Reproduce without alteration every one of the lines below from "Query: <item>cloud</item>" down to "15L120 13L119 3L119", including both of those lines.
————————
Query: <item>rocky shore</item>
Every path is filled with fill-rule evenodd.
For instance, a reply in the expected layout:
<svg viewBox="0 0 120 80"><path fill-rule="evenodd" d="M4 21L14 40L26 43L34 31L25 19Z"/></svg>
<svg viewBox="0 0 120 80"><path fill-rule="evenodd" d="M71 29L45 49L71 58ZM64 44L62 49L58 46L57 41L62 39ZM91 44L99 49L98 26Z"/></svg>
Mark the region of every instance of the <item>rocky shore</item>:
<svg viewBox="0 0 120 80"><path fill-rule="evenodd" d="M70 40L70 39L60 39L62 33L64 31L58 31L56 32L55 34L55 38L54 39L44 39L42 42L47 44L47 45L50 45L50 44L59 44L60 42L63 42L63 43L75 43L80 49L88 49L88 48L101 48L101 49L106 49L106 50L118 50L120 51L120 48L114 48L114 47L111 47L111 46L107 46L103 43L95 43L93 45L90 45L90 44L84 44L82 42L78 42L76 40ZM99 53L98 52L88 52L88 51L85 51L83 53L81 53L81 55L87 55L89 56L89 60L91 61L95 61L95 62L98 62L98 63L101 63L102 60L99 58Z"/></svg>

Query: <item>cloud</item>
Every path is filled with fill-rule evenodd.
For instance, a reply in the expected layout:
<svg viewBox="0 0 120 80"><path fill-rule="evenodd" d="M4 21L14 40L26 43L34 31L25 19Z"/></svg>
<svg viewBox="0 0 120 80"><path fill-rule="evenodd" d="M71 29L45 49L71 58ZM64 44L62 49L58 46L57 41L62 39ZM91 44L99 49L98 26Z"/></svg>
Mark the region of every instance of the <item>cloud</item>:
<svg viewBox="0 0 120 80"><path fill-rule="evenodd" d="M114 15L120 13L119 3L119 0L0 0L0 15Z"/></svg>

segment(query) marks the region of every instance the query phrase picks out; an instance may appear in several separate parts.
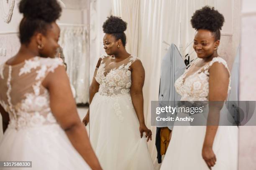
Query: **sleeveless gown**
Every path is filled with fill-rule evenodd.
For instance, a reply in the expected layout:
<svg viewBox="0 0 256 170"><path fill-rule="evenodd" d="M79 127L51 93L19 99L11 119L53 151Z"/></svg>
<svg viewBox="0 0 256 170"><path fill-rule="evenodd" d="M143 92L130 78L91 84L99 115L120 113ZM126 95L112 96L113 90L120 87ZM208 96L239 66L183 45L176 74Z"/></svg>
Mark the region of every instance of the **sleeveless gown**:
<svg viewBox="0 0 256 170"><path fill-rule="evenodd" d="M197 62L200 60L202 59L197 58L195 62ZM174 85L176 90L182 96L181 100L208 101L208 70L215 62L222 63L228 69L230 74L228 89L230 89L230 73L227 63L220 57L217 57L213 58L202 69L189 75L184 80L189 69L185 70L176 80ZM177 114L177 116L182 115L184 116L182 113ZM226 118L222 117L220 114L220 121ZM178 126L178 122L174 123L172 138L161 170L209 170L202 156L206 126ZM219 126L214 139L213 150L217 161L212 170L237 170L238 127Z"/></svg>
<svg viewBox="0 0 256 170"><path fill-rule="evenodd" d="M90 169L56 122L41 84L61 65L59 58L35 57L0 66L0 104L10 118L0 140L1 161L32 161L32 168L22 170Z"/></svg>
<svg viewBox="0 0 256 170"><path fill-rule="evenodd" d="M104 170L154 170L130 94L128 69L138 59L131 56L113 67L110 56L101 58L95 73L100 88L90 105L92 145Z"/></svg>

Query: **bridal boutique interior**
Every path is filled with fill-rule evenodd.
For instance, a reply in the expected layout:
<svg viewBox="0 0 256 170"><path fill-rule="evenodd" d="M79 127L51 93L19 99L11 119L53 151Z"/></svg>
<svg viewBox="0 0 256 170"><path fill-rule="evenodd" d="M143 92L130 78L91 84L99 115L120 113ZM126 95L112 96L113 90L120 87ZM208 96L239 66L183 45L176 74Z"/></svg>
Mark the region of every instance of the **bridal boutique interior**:
<svg viewBox="0 0 256 170"><path fill-rule="evenodd" d="M20 47L19 24L22 15L20 0L0 1L0 64L15 55ZM81 119L88 109L89 87L89 1L62 0L61 15L57 24L61 29L58 50L67 65L67 72ZM2 123L2 121L0 121ZM2 125L0 126L2 128ZM0 136L3 135L2 129Z"/></svg>
<svg viewBox="0 0 256 170"><path fill-rule="evenodd" d="M20 47L18 30L22 16L18 9L19 1L0 0L0 64L15 55ZM196 57L192 45L195 30L189 21L196 10L206 5L214 7L225 18L218 52L227 61L230 70L240 46L239 99L256 100L256 79L252 74L256 71L253 65L255 52L251 50L254 46L253 40L256 38L254 37L256 36L253 29L256 23L254 0L61 1L63 12L58 22L61 30L59 43L77 103L88 102L89 82L99 57L105 54L102 45L103 23L111 14L120 16L128 23L126 49L140 58L145 69L144 111L146 124L150 127L151 101L159 99L162 59L172 43L176 45L184 60L187 54L190 60ZM87 110L86 107L78 108L81 119ZM159 169L160 165L157 163L155 146L156 127L150 129L153 134L152 141L148 143L148 149L155 168ZM0 131L0 138L3 132ZM239 128L240 170L253 169L255 166L255 132L253 126Z"/></svg>
<svg viewBox="0 0 256 170"><path fill-rule="evenodd" d="M120 17L128 23L127 30L125 32L127 37L126 50L130 53L139 58L145 70L146 78L143 88L144 113L146 124L150 127L151 102L159 100L161 62L163 57L171 44L174 44L182 60L187 60L187 57L189 56L189 63L195 58L196 54L192 48L195 31L191 25L190 20L196 10L207 5L214 7L225 18L225 21L221 30L221 40L218 53L227 61L230 71L232 70L233 66L236 64L234 64L236 59L238 61L238 64L236 62L237 64L236 65L238 65L238 68L235 68L234 67L234 69L240 69L239 73L233 73L232 77L235 77L238 81L238 80L240 81L239 85L238 83L234 86L236 87L236 90L239 92L236 97L236 100L242 98L243 100L249 99L255 100L253 99L254 95L251 95L246 92L247 91L246 87L250 86L249 88L252 90L251 88L253 87L251 85L255 83L252 76L250 77L246 76L246 70L248 70L246 72L248 74L249 70L252 69L253 67L252 65L247 67L246 70L246 68L249 65L248 62L250 62L247 59L242 61L242 58L248 55L245 54L248 54L250 51L245 50L248 49L248 47L246 48L244 47L246 46L246 44L248 44L250 41L246 39L243 41L243 35L247 35L246 37L249 38L250 31L248 30L252 31L251 28L253 28L253 25L246 24L249 26L242 28L241 27L241 25L244 25L244 24L241 24L241 20L242 22L249 22L250 20L253 20L255 19L255 18L252 17L254 15L251 14L254 13L255 8L250 7L248 5L253 3L252 0L91 0L90 33L91 35L93 35L93 39L91 38L90 39L90 80L91 80L93 76L98 57L105 54L102 45L102 39L104 35L101 27L103 23L107 17L110 15ZM247 10L247 8L249 9ZM244 14L243 12L246 14ZM248 18L249 16L250 18ZM246 29L248 30L246 31ZM250 60L252 61L255 59ZM241 61L241 62L239 61ZM251 62L250 64L253 64L253 63ZM239 65L240 65L240 68ZM251 75L251 74L250 75ZM241 80L246 78L246 77L249 81L252 81L250 85L241 83ZM254 91L250 94L254 93ZM250 97L248 97L248 95L250 95ZM241 135L247 128L250 129L250 132ZM159 169L161 164L157 163L155 145L156 127L152 126L151 129L153 133L153 140L148 143L148 149L155 168ZM246 140L244 139L253 136L251 133L255 131L254 129L251 127L240 128L239 169L248 169L248 167L252 167L253 161L250 160L251 159L250 158L251 158L251 154L253 154L249 153L248 150L245 149L248 144L245 143ZM255 143L256 142L254 141L253 144L250 144L250 147L255 146ZM255 149L255 146L253 148ZM243 151L241 150L242 149ZM249 162L250 163L248 164Z"/></svg>

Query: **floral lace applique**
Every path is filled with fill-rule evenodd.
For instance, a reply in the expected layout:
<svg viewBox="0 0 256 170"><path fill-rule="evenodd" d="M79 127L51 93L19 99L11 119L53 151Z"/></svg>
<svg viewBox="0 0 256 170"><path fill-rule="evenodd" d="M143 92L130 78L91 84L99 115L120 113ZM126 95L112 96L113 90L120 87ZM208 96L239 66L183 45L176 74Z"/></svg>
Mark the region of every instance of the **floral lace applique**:
<svg viewBox="0 0 256 170"><path fill-rule="evenodd" d="M102 57L100 65L95 76L95 80L100 84L99 93L105 96L129 94L131 85L131 72L129 68L133 63L139 59L131 56L127 63L111 69L105 75L106 63L104 59L107 57Z"/></svg>
<svg viewBox="0 0 256 170"><path fill-rule="evenodd" d="M58 58L41 58L36 57L33 59L25 61L24 66L20 70L18 75L29 74L32 69L38 69L37 70L33 70L36 73L36 81L31 87L33 92L26 93L25 98L14 105L12 103L10 96L12 90L10 83L12 68L11 66L9 67L7 82L8 104L3 101L0 101L0 104L9 114L10 127L18 130L56 123L50 108L49 92L41 84L47 72L54 72L54 69L61 64L61 60Z"/></svg>
<svg viewBox="0 0 256 170"><path fill-rule="evenodd" d="M202 69L187 76L185 80L184 78L189 69L186 70L184 73L177 79L174 85L176 90L182 96L181 100L208 100L209 69L215 62L222 63L228 69L230 75L228 90L230 89L230 72L228 65L224 59L218 57L213 58Z"/></svg>

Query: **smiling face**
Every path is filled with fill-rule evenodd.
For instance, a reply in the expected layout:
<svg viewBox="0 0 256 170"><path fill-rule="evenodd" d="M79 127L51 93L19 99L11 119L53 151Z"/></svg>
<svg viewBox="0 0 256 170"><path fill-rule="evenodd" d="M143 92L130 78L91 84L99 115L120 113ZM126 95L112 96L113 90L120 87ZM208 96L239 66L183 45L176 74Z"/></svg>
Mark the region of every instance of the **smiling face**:
<svg viewBox="0 0 256 170"><path fill-rule="evenodd" d="M119 48L118 48L120 45L120 40L117 40L111 34L105 34L103 38L103 45L105 52L109 55L116 54Z"/></svg>
<svg viewBox="0 0 256 170"><path fill-rule="evenodd" d="M215 40L211 31L201 29L196 33L193 47L198 58L207 58L214 54L214 49L218 48L219 43L220 40Z"/></svg>
<svg viewBox="0 0 256 170"><path fill-rule="evenodd" d="M46 36L43 38L44 49L40 51L40 55L43 57L55 57L57 49L59 47L58 41L59 37L60 30L55 22L51 24L50 28L47 30Z"/></svg>

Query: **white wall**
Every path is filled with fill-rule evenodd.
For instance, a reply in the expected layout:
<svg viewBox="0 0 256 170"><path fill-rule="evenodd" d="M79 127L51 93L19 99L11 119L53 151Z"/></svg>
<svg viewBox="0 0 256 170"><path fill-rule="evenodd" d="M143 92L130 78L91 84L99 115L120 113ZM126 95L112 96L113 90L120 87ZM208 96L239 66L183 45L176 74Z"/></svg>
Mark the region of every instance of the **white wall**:
<svg viewBox="0 0 256 170"><path fill-rule="evenodd" d="M241 11L239 100L256 101L256 1L242 0ZM239 170L255 169L256 134L255 126L239 128Z"/></svg>
<svg viewBox="0 0 256 170"><path fill-rule="evenodd" d="M111 14L112 0L91 0L90 2L90 83L99 58L105 54L103 48L102 25Z"/></svg>

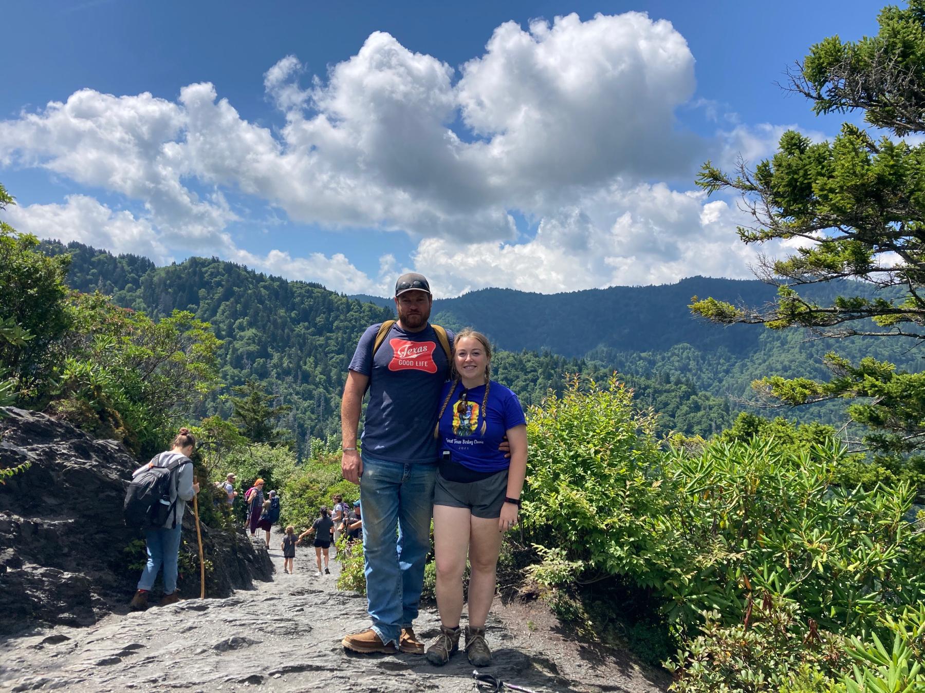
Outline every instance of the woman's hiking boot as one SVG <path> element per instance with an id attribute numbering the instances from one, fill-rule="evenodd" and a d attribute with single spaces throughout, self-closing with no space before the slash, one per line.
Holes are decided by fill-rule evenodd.
<path id="1" fill-rule="evenodd" d="M 491 650 L 485 641 L 485 627 L 465 626 L 465 653 L 473 666 L 487 666 L 491 663 Z"/>
<path id="2" fill-rule="evenodd" d="M 352 650 L 361 654 L 372 654 L 373 652 L 395 654 L 395 645 L 393 643 L 386 645 L 378 634 L 372 628 L 366 628 L 362 633 L 353 633 L 345 636 L 340 644 L 347 650 Z"/>
<path id="3" fill-rule="evenodd" d="M 399 651 L 406 654 L 424 654 L 424 643 L 417 639 L 414 628 L 406 626 L 399 636 Z"/>
<path id="4" fill-rule="evenodd" d="M 437 666 L 443 666 L 450 662 L 453 652 L 460 649 L 460 627 L 448 628 L 440 626 L 440 634 L 434 638 L 427 648 L 427 662 Z"/>
<path id="5" fill-rule="evenodd" d="M 144 590 L 139 590 L 135 592 L 135 596 L 131 598 L 131 602 L 129 602 L 130 606 L 135 611 L 144 611 L 148 608 L 148 592 Z"/>

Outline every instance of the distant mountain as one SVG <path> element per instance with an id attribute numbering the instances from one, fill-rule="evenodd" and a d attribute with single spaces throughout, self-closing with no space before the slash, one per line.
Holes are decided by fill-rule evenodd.
<path id="1" fill-rule="evenodd" d="M 921 370 L 919 352 L 892 338 L 815 340 L 796 329 L 722 327 L 694 317 L 687 308 L 695 296 L 760 306 L 775 293 L 758 280 L 702 276 L 660 286 L 562 294 L 488 288 L 435 300 L 431 319 L 451 329 L 472 325 L 499 348 L 549 350 L 659 383 L 680 379 L 718 397 L 749 399 L 751 382 L 766 375 L 827 377 L 822 357 L 831 350 L 855 360 L 873 356 L 906 371 Z M 873 295 L 869 285 L 848 281 L 802 287 L 801 293 L 823 303 L 837 295 Z M 391 305 L 388 298 L 363 298 Z M 841 403 L 783 413 L 829 423 L 845 419 Z"/>
<path id="2" fill-rule="evenodd" d="M 317 284 L 267 276 L 216 258 L 155 267 L 143 258 L 114 256 L 80 243 L 45 241 L 42 248 L 49 254 L 70 254 L 68 283 L 75 289 L 98 290 L 155 318 L 182 310 L 212 323 L 223 340 L 224 383 L 241 384 L 255 377 L 278 395 L 278 404 L 291 405 L 280 423 L 300 445 L 308 436 L 339 432 L 340 394 L 356 342 L 368 325 L 394 312 L 389 299 L 356 300 Z M 566 372 L 599 382 L 612 371 L 603 362 L 538 351 L 544 350 L 502 350 L 495 357 L 498 378 L 524 405 L 538 404 L 550 388 L 561 392 Z M 725 400 L 697 392 L 688 379 L 656 382 L 630 376 L 626 382 L 641 406 L 662 414 L 663 432 L 707 434 L 731 420 Z M 228 417 L 227 394 L 227 387 L 214 394 L 201 413 Z"/>

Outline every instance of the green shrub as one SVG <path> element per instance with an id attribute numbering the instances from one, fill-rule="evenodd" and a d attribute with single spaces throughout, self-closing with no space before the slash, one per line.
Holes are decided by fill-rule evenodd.
<path id="1" fill-rule="evenodd" d="M 756 600 L 749 615 L 746 623 L 724 626 L 719 612 L 706 614 L 702 634 L 666 663 L 675 675 L 672 690 L 758 693 L 811 682 L 816 687 L 809 690 L 825 691 L 834 685 L 832 676 L 845 659 L 841 638 L 805 626 L 797 604 L 771 594 Z"/>
<path id="2" fill-rule="evenodd" d="M 654 431 L 655 416 L 634 408 L 615 378 L 606 389 L 574 379 L 532 408 L 523 516 L 533 542 L 566 549 L 582 561 L 578 577 L 642 578 L 663 563 L 652 553 L 650 518 L 665 502 Z"/>
<path id="3" fill-rule="evenodd" d="M 350 544 L 341 537 L 337 542 L 338 556 L 340 558 L 340 575 L 338 576 L 338 590 L 352 590 L 360 594 L 366 593 L 366 576 L 363 560 L 363 541 Z"/>
<path id="4" fill-rule="evenodd" d="M 302 465 L 283 484 L 280 521 L 297 528 L 310 527 L 318 517 L 318 508 L 326 505 L 331 509 L 330 490 L 340 480 L 339 462 Z M 351 486 L 359 497 L 357 487 Z"/>

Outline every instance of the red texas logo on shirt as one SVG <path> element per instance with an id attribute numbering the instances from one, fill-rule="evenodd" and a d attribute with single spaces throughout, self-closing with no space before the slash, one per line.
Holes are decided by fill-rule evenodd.
<path id="1" fill-rule="evenodd" d="M 392 346 L 392 360 L 388 363 L 389 371 L 424 371 L 426 373 L 437 372 L 437 363 L 434 361 L 434 342 L 409 342 L 407 339 L 389 339 Z"/>

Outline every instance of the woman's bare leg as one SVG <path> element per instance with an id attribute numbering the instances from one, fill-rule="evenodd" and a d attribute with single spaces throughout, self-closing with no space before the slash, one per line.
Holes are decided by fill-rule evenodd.
<path id="1" fill-rule="evenodd" d="M 485 627 L 498 584 L 498 553 L 504 534 L 498 530 L 498 517 L 472 517 L 469 540 L 469 625 Z"/>
<path id="2" fill-rule="evenodd" d="M 460 625 L 462 573 L 469 545 L 468 508 L 434 505 L 434 553 L 437 562 L 437 606 L 448 628 Z"/>

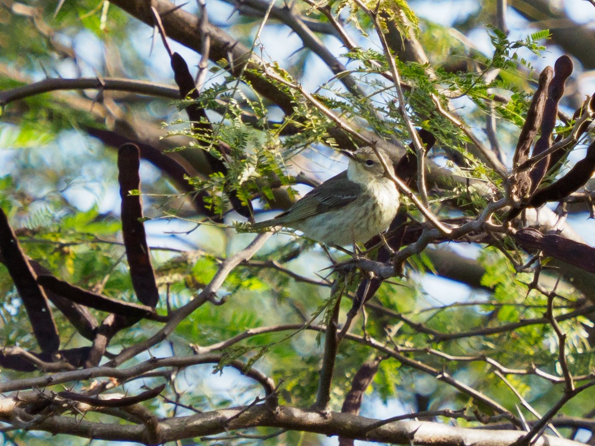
————————
§ **Worked answer**:
Query: <item>cloud</item>
Every path is filled with fill-rule evenodd.
For instance, a reply in the expected layout:
<svg viewBox="0 0 120 80"><path fill-rule="evenodd" d="M4 21L14 40L26 43L34 31L25 19Z"/></svg>
<svg viewBox="0 0 120 80"><path fill-rule="evenodd" d="M71 29L45 49L71 58ZM64 44L62 49L58 46L57 41L62 39ZM91 44L99 49L98 26Z"/></svg>
Mark the region of every instance of the <item>cloud</item>:
<svg viewBox="0 0 120 80"><path fill-rule="evenodd" d="M114 15L120 13L119 3L119 0L0 0L0 15Z"/></svg>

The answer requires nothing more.